++++ STUDY TEXT ++++
Could your alarm tone be the key to having an alert morning?

We all know that music affects our mood – in fact, the sounds surrounding us can literally make or break our mental states at different stages during the day. And it’s not just something we use to boost our own mood. It’s used in a variety of social settings to bring people’s moods up and down depending on the situation.

Sport events play rousing marches and music to pump fans up and get everyone excited, whereas dental practices and shopping markets play soothing music to calm nervous patients and make shoppers stay longer in the calming environment.

Photography of a Woman Listening to Music

Even just think of the ‘Countdown’ theme tune – the very thought of it makes you stressed just thinking about the excitement and time pressure!

Modern researchers have even been using music to treat things like anxiety and depression and music therapy is now being introduced into treatment of serious medical illnesses such as cancer, burns, and multiple sclerosis

Because music can have such an affect on our mental and even seemingly our physical health, researchers have started to look at the sounds that wake us up in the mornings and how they affect the rest of our day.

person holding red and beige twin bell analog alarm clock

The Royal Melbourne Institute of Technology have conducted a study that seems to suggest that melodic alarms could improve alertness levels in the morning, whereas harsh alarm tones have been linked to increased levels of morning grogginess.

The researchers trialled a traditional alarm beeping tone against a variety of songs, two of which were The Beach Boys’ ‘Good Vibrations’ and The Cure’s ‘Close to Me’, and found that alertness in participants was actually increased by waking up to music rather than a harsh alarm tone.
++++ THE DATA ++++
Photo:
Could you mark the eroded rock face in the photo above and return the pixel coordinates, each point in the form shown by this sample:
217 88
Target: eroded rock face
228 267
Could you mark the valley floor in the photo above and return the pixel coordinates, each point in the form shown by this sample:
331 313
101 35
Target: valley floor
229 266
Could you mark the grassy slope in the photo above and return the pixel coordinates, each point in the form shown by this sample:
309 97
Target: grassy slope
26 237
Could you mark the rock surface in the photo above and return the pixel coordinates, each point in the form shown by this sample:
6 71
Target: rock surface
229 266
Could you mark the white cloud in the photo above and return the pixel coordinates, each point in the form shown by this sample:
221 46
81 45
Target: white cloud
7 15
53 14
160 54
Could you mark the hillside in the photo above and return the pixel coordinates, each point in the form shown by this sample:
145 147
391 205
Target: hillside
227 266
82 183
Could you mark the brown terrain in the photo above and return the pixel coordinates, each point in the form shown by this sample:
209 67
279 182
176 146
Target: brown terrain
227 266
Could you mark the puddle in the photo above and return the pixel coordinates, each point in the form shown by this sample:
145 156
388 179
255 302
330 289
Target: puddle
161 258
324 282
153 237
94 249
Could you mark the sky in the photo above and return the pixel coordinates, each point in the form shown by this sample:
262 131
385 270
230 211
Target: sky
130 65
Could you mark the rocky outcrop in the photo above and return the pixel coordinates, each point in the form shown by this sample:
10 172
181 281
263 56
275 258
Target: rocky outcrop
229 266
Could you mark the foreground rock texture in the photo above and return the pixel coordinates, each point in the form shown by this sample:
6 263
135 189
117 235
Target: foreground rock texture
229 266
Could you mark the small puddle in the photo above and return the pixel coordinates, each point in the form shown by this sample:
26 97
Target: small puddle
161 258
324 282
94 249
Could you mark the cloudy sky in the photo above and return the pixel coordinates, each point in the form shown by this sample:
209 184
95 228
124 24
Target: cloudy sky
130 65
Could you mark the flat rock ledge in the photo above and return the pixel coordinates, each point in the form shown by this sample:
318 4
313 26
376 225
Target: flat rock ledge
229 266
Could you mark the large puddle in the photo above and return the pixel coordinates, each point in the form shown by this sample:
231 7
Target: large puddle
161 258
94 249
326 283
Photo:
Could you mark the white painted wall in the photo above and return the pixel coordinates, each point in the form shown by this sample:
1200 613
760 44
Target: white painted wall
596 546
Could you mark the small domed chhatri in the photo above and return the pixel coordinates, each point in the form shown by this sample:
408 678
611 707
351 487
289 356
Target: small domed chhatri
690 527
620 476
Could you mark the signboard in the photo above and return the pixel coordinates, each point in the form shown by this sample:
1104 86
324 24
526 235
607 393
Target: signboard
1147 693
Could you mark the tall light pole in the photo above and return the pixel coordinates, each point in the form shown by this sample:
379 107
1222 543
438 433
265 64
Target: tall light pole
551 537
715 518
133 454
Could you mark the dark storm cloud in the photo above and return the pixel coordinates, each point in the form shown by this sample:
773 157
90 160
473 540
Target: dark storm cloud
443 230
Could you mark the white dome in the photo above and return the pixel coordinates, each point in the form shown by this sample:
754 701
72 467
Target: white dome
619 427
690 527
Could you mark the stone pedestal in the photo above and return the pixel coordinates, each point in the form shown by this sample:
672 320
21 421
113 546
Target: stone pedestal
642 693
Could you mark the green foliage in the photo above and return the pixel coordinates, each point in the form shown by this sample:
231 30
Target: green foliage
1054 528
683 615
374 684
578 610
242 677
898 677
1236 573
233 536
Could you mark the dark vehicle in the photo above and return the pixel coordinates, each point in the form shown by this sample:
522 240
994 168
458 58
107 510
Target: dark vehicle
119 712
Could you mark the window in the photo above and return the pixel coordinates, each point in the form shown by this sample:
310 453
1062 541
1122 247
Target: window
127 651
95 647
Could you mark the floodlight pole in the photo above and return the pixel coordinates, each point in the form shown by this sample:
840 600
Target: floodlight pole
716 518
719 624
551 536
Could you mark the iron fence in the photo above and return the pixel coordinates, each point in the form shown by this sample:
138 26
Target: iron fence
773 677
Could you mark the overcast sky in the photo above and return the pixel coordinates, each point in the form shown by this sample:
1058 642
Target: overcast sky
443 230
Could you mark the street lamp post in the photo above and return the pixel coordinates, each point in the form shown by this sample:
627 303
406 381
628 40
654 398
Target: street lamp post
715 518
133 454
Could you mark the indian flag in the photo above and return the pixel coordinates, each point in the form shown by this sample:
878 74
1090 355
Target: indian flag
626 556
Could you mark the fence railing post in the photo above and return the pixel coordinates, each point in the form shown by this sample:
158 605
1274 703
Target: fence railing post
++++
Pick up the article on alarm tones and morning alertness after its last sentence and continue it.

● **EXPECTED ANSWER**:
"Although more research is needed to better understand the precise combination of melody and rhythm that might work best, considering that most people use alarms to wake up, the sound you choose may have important ramifications,” Stuart MacFarlane, the paper’s lead author and an RMIT doctoral researcher commented.

Woman in Black and White Dress Lying on Bed

"This is particularly important for people who might work in dangerous situations shortly after waking, like firefighters or pilots, but also for anyone who has to be rapidly alert, such as someone driving to hospital in an emergency."

The theory is that the harsh beeping noise may disrupt or confuse brain activity whereas more melodic noises make for a better transition from sleep to waking mode. Further research is needed, but for now, it could be an interesting experiment to try for yourself with some of your favourite songs!

Staying away from grunge music or loud, rousing music is recommended as they may be jarring or cause you to wake up in a slightly more hostile or upset manner, as grunge music has been linked to those emotions. Stick to your 70s or 80s classics (maybe even a little Mamma Mia?) and wake up happy!